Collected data
__________________________________________________

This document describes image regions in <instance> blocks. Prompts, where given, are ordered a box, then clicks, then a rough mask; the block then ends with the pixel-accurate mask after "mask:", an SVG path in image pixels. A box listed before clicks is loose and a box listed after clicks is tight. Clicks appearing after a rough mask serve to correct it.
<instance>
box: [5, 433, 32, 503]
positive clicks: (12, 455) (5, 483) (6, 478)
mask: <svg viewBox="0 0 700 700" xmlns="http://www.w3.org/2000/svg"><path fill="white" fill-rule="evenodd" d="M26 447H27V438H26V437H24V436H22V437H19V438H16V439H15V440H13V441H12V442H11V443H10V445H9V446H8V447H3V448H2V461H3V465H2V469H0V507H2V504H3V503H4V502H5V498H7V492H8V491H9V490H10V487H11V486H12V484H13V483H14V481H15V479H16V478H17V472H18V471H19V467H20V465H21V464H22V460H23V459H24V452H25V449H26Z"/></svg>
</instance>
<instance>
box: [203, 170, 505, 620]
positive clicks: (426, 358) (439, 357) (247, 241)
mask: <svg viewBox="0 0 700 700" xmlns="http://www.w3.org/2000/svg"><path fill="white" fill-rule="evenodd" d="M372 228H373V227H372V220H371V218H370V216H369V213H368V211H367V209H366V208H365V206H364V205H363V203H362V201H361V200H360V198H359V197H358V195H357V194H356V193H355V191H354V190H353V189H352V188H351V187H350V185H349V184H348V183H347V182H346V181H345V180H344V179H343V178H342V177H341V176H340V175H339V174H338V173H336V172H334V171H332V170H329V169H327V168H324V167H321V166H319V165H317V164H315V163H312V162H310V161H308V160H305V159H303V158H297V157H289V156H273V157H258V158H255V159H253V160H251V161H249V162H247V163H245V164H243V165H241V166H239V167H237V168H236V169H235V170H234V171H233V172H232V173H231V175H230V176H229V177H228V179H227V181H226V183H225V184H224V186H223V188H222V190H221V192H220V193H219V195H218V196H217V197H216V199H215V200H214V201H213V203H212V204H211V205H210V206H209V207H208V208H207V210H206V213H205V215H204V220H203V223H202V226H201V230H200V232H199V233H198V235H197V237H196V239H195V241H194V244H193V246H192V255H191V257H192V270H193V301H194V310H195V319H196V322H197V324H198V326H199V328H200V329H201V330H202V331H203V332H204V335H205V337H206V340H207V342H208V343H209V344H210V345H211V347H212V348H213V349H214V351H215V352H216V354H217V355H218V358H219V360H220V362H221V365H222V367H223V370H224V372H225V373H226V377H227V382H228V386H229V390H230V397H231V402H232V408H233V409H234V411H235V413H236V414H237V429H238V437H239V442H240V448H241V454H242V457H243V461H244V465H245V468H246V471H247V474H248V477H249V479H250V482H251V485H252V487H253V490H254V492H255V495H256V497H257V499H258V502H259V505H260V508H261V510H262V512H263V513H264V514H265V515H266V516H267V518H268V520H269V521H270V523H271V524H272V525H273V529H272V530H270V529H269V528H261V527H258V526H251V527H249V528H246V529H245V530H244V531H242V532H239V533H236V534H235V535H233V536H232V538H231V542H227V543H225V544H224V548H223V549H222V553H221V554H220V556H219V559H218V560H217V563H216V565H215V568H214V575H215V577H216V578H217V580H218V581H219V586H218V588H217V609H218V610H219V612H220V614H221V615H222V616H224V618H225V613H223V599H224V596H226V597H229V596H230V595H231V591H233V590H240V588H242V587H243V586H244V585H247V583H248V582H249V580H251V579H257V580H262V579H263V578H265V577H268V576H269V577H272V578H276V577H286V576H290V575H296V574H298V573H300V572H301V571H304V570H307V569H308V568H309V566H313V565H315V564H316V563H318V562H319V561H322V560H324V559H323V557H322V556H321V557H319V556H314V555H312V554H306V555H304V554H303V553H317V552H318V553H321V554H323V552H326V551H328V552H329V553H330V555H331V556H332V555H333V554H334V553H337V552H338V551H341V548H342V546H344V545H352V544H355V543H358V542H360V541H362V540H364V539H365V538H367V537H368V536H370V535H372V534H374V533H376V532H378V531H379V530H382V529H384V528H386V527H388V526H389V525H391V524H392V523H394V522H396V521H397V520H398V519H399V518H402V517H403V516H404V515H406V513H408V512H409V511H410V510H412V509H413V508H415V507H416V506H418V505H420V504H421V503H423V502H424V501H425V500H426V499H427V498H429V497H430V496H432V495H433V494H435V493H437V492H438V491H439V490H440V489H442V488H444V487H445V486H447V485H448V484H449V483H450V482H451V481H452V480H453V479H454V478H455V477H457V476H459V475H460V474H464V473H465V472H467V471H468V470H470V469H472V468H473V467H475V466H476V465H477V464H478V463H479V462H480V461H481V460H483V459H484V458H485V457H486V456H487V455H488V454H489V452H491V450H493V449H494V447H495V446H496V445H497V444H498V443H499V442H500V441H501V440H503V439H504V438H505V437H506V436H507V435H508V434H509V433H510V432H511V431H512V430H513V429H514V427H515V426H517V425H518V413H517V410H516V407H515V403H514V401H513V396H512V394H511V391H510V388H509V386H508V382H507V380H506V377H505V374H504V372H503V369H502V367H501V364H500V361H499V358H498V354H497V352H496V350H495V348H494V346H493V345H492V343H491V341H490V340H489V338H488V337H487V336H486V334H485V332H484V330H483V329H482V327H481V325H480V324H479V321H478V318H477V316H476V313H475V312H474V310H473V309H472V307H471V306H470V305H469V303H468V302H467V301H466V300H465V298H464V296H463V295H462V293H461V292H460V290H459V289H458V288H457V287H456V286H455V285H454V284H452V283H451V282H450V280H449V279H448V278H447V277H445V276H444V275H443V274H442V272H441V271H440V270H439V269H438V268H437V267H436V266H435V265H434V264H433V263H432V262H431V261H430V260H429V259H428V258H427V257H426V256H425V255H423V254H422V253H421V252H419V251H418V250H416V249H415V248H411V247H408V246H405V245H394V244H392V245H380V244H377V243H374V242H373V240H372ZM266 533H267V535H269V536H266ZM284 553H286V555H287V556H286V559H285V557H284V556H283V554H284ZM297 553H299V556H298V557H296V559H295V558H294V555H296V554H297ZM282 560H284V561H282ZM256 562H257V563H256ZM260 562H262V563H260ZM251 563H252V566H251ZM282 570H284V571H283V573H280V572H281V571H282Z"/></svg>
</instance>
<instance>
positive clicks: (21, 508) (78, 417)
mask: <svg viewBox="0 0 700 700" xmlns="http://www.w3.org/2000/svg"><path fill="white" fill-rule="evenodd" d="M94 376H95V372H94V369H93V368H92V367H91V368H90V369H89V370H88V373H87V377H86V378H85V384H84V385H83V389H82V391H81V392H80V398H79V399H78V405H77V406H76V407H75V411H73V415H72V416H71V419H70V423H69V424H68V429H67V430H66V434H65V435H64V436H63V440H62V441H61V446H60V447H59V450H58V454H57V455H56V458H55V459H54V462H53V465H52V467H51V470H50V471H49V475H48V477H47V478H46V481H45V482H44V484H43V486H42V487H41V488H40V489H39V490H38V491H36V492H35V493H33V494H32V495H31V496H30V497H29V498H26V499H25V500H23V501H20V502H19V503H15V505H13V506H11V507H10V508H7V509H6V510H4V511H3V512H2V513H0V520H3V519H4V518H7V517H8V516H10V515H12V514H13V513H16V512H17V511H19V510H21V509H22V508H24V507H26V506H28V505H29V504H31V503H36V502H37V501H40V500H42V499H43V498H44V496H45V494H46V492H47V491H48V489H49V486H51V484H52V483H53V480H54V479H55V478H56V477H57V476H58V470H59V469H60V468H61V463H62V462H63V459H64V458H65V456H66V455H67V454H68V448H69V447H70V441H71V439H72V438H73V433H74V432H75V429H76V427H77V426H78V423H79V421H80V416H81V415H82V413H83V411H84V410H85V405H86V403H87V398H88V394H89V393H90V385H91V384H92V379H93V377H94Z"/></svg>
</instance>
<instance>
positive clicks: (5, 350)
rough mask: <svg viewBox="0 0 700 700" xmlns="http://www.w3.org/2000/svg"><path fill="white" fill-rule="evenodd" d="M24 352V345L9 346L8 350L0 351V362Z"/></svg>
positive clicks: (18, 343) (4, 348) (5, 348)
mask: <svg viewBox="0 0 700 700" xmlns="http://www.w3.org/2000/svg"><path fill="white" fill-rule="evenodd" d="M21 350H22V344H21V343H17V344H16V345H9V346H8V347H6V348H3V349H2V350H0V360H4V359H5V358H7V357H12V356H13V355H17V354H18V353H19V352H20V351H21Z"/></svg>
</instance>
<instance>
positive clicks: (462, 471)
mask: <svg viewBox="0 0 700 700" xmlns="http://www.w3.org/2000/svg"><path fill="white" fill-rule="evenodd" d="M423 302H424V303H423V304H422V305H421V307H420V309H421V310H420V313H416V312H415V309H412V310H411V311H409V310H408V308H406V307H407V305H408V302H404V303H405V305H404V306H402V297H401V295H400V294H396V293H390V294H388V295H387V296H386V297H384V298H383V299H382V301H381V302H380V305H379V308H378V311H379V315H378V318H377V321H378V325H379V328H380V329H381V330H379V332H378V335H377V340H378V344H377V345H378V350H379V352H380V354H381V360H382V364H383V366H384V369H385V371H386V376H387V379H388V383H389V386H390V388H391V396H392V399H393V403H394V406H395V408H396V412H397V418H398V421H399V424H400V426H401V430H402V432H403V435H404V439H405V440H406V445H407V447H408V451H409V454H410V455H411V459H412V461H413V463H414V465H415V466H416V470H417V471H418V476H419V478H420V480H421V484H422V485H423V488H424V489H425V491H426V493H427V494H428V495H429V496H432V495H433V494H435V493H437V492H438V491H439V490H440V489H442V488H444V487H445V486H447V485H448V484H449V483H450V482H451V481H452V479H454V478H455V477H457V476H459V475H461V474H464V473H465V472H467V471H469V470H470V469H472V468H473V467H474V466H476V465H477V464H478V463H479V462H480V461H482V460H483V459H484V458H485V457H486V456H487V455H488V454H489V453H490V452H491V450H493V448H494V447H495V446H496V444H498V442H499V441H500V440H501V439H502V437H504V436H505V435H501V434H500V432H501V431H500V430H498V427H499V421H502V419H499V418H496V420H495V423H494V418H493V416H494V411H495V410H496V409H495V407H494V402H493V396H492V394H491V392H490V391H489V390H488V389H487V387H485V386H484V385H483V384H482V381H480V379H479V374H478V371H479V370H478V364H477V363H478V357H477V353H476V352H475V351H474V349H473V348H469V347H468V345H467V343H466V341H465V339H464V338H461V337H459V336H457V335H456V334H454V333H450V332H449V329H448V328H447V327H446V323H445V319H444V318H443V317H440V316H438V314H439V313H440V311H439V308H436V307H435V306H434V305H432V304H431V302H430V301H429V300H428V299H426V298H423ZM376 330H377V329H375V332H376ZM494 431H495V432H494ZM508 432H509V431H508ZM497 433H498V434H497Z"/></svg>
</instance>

__________________________________________________

_YOUR OBJECTIVE_: Return only the number of lines above in which the string "positive" occurs.

_EXERCISE OUTPUT_: 6